本文
“震災を風化させてはいけない” 宮城で民医連全国青年ジャンボリー
三月二五~二六日、宮城県仙台市で第三四回民医連全国青年ジャンボリーがおこなわれました。当初は昨年九月におこなわれる予定で したが、三月一一日、東日本大震災・福島第一原発事故が東北を襲いました。民医連の事業所や職員、家族、患者、利用者なども被災するなか、延期を決定。
実行委員会では「本当にこの状況で開催していいのか」という意見も出されましたが、「宮城の現状を知り、自分たちに何ができるのかを考えるためにも開催しよう」と決めました。
寒さに震えながら
仮設住宅での縁日。屋台コーナーには長蛇の列が |
ジャンボリー前日の二四日、会場のある秋保温泉へ約四〇〇人の参加者が続々と到着。実行委員が拍手で迎え、「前夜祭」をおこないました。

作業項目 1
本文で「三月二五~二六日、宮城県仙台市で」から始まる段落を、主な事実を残したまま短く書き直してください。
作業項目 2
本文によると、ジャンボリー前日に秋保温泉へ到着した参加者はおよそ何人ですか。
このデータは本文とは別の資料です。

提供データ

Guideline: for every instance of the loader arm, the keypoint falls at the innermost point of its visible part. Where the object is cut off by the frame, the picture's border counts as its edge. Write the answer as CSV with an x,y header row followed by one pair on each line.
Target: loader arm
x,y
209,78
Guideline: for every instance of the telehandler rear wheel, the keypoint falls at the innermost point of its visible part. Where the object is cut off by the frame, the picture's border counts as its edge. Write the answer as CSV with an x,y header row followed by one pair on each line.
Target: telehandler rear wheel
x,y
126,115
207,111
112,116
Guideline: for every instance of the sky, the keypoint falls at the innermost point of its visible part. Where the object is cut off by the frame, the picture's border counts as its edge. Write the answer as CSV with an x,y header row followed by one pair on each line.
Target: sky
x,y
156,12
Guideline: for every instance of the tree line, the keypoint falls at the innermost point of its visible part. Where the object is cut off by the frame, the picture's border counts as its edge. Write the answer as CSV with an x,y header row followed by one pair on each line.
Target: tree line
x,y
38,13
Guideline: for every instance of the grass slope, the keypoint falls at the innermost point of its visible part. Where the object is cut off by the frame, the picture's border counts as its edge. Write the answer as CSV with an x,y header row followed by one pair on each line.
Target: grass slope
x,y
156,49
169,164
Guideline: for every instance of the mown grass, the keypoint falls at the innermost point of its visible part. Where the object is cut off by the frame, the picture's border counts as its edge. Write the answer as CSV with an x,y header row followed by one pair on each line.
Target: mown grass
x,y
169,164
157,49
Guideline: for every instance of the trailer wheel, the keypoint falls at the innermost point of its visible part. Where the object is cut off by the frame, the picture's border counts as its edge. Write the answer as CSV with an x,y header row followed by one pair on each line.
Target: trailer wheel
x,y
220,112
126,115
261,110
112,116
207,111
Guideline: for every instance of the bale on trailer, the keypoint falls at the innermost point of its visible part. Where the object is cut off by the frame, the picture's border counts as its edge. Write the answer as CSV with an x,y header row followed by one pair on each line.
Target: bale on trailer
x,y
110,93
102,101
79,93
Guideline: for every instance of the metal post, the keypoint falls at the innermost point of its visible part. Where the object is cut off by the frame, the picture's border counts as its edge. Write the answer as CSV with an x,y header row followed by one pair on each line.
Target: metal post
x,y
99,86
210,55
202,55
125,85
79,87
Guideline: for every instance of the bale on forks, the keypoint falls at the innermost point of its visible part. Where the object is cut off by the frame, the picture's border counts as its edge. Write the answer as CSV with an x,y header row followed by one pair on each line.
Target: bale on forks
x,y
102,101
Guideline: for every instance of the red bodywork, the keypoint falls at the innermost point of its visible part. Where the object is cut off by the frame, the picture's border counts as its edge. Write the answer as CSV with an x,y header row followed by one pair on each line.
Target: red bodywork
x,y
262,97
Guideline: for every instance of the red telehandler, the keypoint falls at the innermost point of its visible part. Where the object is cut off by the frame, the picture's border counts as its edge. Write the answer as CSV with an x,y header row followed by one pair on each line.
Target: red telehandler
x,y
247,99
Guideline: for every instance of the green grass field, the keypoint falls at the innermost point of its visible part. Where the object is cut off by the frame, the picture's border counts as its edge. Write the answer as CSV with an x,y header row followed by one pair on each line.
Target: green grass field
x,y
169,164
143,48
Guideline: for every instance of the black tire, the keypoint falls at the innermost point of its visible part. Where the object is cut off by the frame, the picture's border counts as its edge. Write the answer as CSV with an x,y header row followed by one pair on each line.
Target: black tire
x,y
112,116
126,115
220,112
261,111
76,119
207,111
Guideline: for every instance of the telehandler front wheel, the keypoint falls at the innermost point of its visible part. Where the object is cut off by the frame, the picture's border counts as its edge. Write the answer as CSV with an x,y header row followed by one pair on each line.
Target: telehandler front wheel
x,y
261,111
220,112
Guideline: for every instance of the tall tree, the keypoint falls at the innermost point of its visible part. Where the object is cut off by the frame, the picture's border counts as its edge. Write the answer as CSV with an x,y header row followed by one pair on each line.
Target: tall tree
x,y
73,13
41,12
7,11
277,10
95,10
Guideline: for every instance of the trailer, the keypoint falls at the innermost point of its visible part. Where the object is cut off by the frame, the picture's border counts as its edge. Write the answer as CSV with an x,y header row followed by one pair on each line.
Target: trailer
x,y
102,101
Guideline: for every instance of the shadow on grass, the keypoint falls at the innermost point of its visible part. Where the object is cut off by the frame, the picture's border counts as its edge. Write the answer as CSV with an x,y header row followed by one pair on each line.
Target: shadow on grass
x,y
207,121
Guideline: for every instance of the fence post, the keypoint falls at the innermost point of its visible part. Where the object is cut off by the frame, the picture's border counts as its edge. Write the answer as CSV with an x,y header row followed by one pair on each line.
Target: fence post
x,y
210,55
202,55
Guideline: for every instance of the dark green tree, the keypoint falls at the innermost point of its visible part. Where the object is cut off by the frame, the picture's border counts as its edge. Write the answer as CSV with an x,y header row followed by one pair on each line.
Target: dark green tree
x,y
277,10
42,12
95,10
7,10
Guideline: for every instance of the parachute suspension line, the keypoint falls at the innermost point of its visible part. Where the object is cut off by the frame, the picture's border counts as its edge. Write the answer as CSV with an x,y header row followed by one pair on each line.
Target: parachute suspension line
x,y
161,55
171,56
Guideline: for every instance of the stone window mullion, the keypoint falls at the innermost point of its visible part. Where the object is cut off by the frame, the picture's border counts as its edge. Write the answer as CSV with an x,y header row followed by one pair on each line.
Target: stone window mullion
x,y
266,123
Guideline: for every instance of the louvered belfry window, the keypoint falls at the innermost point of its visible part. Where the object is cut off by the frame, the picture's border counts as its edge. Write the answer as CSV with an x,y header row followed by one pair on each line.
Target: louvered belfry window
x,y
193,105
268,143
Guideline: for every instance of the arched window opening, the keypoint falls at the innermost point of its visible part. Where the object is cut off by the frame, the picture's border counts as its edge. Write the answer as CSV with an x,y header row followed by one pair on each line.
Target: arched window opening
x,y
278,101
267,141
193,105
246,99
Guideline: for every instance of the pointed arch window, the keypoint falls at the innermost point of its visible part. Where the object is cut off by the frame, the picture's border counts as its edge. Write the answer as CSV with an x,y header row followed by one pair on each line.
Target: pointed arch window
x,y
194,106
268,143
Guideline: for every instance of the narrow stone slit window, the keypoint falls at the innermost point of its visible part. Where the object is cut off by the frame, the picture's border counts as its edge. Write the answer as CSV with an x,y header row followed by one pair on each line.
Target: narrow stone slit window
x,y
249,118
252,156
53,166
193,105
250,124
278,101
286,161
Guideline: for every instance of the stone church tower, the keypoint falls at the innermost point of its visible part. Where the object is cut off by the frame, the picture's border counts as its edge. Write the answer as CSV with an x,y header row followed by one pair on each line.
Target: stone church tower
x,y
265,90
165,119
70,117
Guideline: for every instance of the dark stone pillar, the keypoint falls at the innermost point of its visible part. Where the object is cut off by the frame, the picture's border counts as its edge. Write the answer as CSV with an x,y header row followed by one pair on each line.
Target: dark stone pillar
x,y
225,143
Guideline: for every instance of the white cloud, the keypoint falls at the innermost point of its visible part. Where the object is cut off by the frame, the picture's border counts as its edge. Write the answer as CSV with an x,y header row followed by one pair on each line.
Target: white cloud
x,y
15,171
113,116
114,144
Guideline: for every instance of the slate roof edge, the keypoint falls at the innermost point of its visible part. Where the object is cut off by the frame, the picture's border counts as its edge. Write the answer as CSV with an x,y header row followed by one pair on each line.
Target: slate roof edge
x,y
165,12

回答 1
第三四回民医連全国青年ジャンボリーが三月二五~二六日に仙台市で開かれた。当初は昨年九月の予定だったが、東日本大震災と福島第一原発事故で民医連の事業所や職員、家族、患者、利用者なども被災したため延期された。

回答 2
約四〇〇人です。